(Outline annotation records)

'''

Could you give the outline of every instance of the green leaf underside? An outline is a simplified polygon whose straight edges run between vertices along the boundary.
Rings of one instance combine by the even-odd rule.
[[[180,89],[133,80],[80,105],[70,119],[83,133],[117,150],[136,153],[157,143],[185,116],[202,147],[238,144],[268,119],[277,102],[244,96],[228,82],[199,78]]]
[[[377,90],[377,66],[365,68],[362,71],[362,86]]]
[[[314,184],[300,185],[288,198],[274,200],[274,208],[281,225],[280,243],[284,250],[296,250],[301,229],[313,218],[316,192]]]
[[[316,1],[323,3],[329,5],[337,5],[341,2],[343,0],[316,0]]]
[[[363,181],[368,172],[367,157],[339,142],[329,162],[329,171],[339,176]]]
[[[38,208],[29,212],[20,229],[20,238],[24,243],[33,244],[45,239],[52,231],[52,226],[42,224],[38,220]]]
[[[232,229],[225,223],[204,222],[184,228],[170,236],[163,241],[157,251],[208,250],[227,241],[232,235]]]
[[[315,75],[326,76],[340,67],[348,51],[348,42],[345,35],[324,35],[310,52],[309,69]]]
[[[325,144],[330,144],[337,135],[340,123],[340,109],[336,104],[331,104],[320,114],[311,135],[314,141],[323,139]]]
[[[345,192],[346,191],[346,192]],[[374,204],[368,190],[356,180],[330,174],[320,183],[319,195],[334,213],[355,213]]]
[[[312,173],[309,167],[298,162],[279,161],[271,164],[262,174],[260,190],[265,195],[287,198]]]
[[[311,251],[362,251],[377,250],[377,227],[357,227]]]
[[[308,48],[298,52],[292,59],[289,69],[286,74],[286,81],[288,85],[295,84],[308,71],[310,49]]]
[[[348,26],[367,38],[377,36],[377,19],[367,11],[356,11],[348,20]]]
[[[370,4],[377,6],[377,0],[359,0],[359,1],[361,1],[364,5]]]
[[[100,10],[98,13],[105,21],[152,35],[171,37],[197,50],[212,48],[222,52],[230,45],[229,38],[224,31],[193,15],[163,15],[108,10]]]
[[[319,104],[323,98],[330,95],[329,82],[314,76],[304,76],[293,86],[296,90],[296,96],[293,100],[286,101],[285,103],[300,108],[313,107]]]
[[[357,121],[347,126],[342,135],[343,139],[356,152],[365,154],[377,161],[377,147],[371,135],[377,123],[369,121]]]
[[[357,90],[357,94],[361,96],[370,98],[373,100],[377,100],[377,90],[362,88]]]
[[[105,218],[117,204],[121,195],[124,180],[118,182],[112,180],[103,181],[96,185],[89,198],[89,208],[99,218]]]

'''

Please copy out every line of the records above, reproducing each one character for character and in its original order.

_Completed exercise_
Could you give the outline of every instance of the green leaf underside? An outline is a simplified polygon whose straight edges run between vertices along the boundary.
Rings of one instance combine by the even-odd rule.
[[[180,89],[133,80],[80,105],[70,119],[83,133],[117,150],[136,153],[157,143],[185,116],[202,147],[238,144],[268,119],[277,102],[244,96],[228,82],[199,78]]]
[[[377,90],[377,66],[365,68],[362,71],[362,86]]]
[[[314,184],[300,185],[288,198],[274,200],[274,208],[281,225],[280,243],[284,250],[296,250],[301,229],[313,218],[316,192]]]
[[[316,1],[323,3],[329,5],[337,5],[341,2],[343,0],[316,0]]]
[[[363,181],[368,172],[367,157],[339,142],[329,162],[329,171],[339,176]]]
[[[38,208],[29,212],[20,229],[20,238],[24,243],[33,244],[45,239],[52,231],[52,226],[42,224],[38,220]]]
[[[232,229],[225,223],[204,222],[184,228],[170,236],[163,241],[157,251],[208,250],[227,241],[232,235]]]
[[[315,75],[326,76],[340,67],[348,51],[348,42],[345,35],[324,35],[310,52],[309,69]]]
[[[325,144],[330,144],[337,135],[340,123],[340,109],[336,104],[331,104],[320,114],[311,135],[314,141],[323,139]]]
[[[345,192],[346,191],[346,192]],[[374,204],[368,190],[356,180],[330,174],[320,183],[319,195],[334,213],[355,213]]]
[[[312,173],[309,167],[298,162],[279,161],[271,164],[262,174],[260,190],[265,195],[287,198]]]
[[[311,251],[362,251],[377,250],[377,227],[357,227]]]
[[[308,48],[298,52],[292,59],[289,69],[286,74],[286,81],[288,85],[295,84],[308,71],[310,49]]]
[[[348,26],[367,38],[377,36],[377,19],[367,11],[356,11],[348,20]]]
[[[370,4],[377,6],[377,0],[359,0],[359,1],[361,1],[364,5]]]
[[[100,10],[98,13],[105,21],[152,35],[171,37],[197,50],[212,48],[222,52],[230,45],[229,38],[224,31],[193,15],[163,15],[108,10]]]
[[[319,104],[323,98],[330,95],[329,82],[314,76],[304,76],[293,86],[296,90],[296,96],[293,100],[286,101],[285,103],[300,108],[313,107]]]
[[[357,121],[347,126],[342,135],[343,139],[356,152],[365,154],[377,161],[377,147],[371,135],[377,123],[369,121]]]
[[[357,90],[357,94],[361,96],[370,98],[373,100],[377,100],[377,90],[362,88]]]
[[[105,218],[117,204],[121,195],[124,180],[118,182],[112,180],[103,181],[96,185],[89,198],[89,208],[99,218]]]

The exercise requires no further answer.